GIVEN EXERCISE:
Return the listing below word for word.

DATA FOR PROCESSING:
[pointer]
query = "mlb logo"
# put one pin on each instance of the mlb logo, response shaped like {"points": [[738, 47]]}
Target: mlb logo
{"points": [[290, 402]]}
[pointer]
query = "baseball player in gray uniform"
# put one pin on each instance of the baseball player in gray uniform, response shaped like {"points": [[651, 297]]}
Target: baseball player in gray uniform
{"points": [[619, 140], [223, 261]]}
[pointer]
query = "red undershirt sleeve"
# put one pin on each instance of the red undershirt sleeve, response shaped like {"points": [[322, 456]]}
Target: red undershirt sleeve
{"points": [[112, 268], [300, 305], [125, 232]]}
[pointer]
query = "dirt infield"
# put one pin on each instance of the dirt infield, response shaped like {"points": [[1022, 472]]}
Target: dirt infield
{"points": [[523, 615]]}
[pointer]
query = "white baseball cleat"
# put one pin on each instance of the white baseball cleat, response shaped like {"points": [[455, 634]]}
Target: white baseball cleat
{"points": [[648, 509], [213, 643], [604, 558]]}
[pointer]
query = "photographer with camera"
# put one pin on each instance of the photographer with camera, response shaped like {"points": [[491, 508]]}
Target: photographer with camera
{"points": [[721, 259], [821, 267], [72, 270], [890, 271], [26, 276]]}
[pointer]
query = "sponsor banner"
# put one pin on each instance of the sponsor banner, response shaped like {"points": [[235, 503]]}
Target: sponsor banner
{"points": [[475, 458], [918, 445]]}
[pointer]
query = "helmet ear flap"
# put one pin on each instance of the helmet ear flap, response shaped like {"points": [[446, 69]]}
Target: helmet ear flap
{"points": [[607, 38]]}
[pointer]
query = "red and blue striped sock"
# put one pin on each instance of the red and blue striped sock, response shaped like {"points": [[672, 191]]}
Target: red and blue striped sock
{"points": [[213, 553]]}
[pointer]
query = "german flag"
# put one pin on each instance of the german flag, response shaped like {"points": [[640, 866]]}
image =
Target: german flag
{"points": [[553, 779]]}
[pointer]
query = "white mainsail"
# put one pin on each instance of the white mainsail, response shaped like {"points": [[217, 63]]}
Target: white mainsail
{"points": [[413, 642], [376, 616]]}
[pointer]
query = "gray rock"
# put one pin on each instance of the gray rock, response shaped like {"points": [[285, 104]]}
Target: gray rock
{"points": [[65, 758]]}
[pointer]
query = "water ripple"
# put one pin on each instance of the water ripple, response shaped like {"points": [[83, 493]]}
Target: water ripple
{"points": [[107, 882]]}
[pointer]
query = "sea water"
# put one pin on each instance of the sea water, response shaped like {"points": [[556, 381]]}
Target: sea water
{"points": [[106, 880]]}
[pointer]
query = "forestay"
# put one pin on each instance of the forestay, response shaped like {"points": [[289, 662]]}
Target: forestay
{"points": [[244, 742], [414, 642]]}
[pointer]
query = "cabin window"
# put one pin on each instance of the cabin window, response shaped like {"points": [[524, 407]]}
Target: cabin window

WRITTEN SOLUTION:
[pointer]
query = "mlb logo"
# put one pin on each instance of the mlb logo, response shaped like {"points": [[738, 47]]}
Target: mlb logo
{"points": [[290, 402]]}
[pointer]
query = "baseball player in gray uniform"
# put one pin on each instance of the baseball player in gray uniform, response shaped like {"points": [[651, 297]]}
Target: baseball player in gray uniform
{"points": [[619, 140], [223, 261]]}
[pointer]
query = "red undershirt sleeve"
# put one pin on each instance of the red undershirt sleeve, response shaped like {"points": [[322, 456]]}
Target: red undershirt sleeve
{"points": [[112, 268], [300, 305], [125, 232]]}
[pointer]
query = "dirt infield"
# put one pin on each instance of the dirt infield, response shaped like {"points": [[1022, 472]]}
Target: dirt infield
{"points": [[523, 615]]}
[pointer]
query = "white baseball cleat"
# put one pin on each instance of the white baseball cleat, response shaped like {"points": [[455, 634]]}
Target: white baseball cleat
{"points": [[648, 509], [213, 643], [604, 558]]}
[pointer]
query = "photographer with camera"
# put one pin on each instance of the photographer with camera, response shaped like {"points": [[491, 508]]}
Target: photographer with camera
{"points": [[721, 259], [821, 267], [72, 270], [890, 271], [26, 276]]}
[pointer]
query = "sponsor banner"
# put one pin on each instance of the sponsor banner, response shaped like {"points": [[235, 503]]}
Target: sponsor banner
{"points": [[475, 458], [918, 445]]}
[pointer]
query = "helmet ear flap"
# put one pin on each instance of the helmet ear flap, response shaped like {"points": [[446, 69]]}
Target: helmet ear flap
{"points": [[607, 38]]}
[pointer]
query = "red and blue striped sock"
# put one pin on each instance of the red and blue striped sock, response shaped like {"points": [[672, 191]]}
Target: red and blue striped sock
{"points": [[213, 553]]}
[pointer]
query = "german flag"
# put one pin on each instance of the german flag, response shaped like {"points": [[640, 866]]}
image =
Target: german flag
{"points": [[553, 779]]}
[pointer]
query = "white mainsail"
# put one pin on each instance of the white mainsail, response shaped like {"points": [[217, 63]]}
Target: white mainsail
{"points": [[413, 642], [376, 616]]}
[pointer]
query = "gray rock"
# put one pin on each instance of the gray rock, response shaped like {"points": [[285, 104]]}
Target: gray rock
{"points": [[65, 758]]}
[pointer]
query = "water ripple"
# put one pin on each instance of the water ripple, response shaped like {"points": [[83, 493]]}
Target: water ripple
{"points": [[107, 882]]}
[pointer]
query = "sea water"
# put one pin on each instance of the sea water, response shaped like {"points": [[556, 381]]}
Target: sea water
{"points": [[106, 880]]}
[pointer]
query = "forestay"
# put one pin on each instance of the forestay, response shaped like {"points": [[289, 662]]}
Target: forestay
{"points": [[244, 742], [414, 642]]}
[pointer]
query = "cabin window"
# put one pin on each instance of the cabin window, response shaped like {"points": [[524, 407]]}
Target: cabin window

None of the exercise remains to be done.